**Exercise task**
Can you retype, word for word, the lines from the one containing "Objective — one point per instance of the metal" through the end of the records, including both ends?

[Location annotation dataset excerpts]
----------
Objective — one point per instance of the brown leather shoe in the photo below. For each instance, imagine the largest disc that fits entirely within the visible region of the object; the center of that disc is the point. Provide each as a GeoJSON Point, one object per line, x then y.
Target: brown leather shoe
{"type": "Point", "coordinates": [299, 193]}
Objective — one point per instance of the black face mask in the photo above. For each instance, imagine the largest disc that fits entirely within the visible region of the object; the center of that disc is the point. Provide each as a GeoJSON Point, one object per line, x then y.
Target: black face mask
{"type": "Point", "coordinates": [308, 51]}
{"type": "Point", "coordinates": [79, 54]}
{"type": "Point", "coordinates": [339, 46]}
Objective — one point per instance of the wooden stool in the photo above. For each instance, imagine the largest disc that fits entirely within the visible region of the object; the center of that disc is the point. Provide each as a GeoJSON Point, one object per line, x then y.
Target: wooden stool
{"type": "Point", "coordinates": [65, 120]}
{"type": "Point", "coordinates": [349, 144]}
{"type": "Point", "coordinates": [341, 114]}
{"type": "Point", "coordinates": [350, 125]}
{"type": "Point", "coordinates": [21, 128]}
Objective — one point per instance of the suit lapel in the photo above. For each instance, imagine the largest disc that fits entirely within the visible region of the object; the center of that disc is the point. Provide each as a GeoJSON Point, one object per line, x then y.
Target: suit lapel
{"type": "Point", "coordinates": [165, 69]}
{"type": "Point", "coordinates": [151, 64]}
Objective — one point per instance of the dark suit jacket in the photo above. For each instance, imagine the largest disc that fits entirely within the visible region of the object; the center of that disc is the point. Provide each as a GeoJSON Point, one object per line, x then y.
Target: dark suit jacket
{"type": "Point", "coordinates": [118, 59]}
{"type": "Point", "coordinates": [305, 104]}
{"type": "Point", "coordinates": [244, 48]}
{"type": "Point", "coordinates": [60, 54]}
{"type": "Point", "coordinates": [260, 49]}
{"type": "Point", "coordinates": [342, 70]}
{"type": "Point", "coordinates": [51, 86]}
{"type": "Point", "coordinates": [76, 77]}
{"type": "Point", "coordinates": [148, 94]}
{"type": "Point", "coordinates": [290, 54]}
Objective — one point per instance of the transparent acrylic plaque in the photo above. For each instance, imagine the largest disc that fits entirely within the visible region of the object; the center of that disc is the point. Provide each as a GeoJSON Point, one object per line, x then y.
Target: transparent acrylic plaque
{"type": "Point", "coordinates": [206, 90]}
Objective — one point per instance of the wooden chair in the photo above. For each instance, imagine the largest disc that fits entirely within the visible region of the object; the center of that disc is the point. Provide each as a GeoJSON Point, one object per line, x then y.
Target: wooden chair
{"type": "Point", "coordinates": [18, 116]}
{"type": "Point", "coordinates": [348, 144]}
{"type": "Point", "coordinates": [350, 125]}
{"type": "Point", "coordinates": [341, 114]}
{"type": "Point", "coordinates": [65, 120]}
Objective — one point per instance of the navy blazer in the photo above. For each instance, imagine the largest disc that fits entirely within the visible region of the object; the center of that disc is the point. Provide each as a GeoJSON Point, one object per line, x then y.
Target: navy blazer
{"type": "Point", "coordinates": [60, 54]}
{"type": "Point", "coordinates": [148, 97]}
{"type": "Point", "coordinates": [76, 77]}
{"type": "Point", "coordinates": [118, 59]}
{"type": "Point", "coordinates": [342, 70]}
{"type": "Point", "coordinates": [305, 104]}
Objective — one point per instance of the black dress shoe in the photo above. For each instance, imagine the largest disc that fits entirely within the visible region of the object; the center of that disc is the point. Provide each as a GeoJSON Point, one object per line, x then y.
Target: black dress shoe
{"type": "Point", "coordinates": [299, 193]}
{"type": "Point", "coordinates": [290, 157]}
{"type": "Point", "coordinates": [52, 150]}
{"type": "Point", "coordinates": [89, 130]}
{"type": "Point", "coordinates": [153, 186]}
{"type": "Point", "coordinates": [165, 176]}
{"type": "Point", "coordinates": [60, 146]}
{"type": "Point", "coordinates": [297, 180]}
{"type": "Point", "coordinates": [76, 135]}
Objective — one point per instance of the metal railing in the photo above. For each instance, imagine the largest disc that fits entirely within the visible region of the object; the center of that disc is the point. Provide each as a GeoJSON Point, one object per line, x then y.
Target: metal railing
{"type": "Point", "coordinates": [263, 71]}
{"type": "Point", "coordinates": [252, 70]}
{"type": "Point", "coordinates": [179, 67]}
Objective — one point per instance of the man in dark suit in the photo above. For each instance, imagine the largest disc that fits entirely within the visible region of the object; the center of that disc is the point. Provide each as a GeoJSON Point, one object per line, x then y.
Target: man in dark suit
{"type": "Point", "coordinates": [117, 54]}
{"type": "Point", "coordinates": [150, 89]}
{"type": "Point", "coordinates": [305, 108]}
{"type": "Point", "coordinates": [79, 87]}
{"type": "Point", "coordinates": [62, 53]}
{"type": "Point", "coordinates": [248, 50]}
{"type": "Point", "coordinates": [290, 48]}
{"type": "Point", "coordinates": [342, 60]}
----------
**Exercise output**
Objective — one point per instance of the metal railing in the photo above. For each instance, imagine the largest disc that fits entirely within the visible region of the object; the center of that disc is the point. Provide each as a GeoJSON Point, one object per line, x then y.
Target: metal railing
{"type": "Point", "coordinates": [263, 71]}
{"type": "Point", "coordinates": [252, 70]}
{"type": "Point", "coordinates": [179, 67]}
Objective — one point per instance of the man in dark suit in the photo above. For each instance, imagine the largest disc that fits entirely within the visible region of the object; the center of that disc is the point. Provide each as a GeoJSON Point, one object per line, x then y.
Target: man in dark suit
{"type": "Point", "coordinates": [117, 54]}
{"type": "Point", "coordinates": [150, 89]}
{"type": "Point", "coordinates": [305, 108]}
{"type": "Point", "coordinates": [79, 87]}
{"type": "Point", "coordinates": [62, 53]}
{"type": "Point", "coordinates": [248, 50]}
{"type": "Point", "coordinates": [290, 48]}
{"type": "Point", "coordinates": [342, 60]}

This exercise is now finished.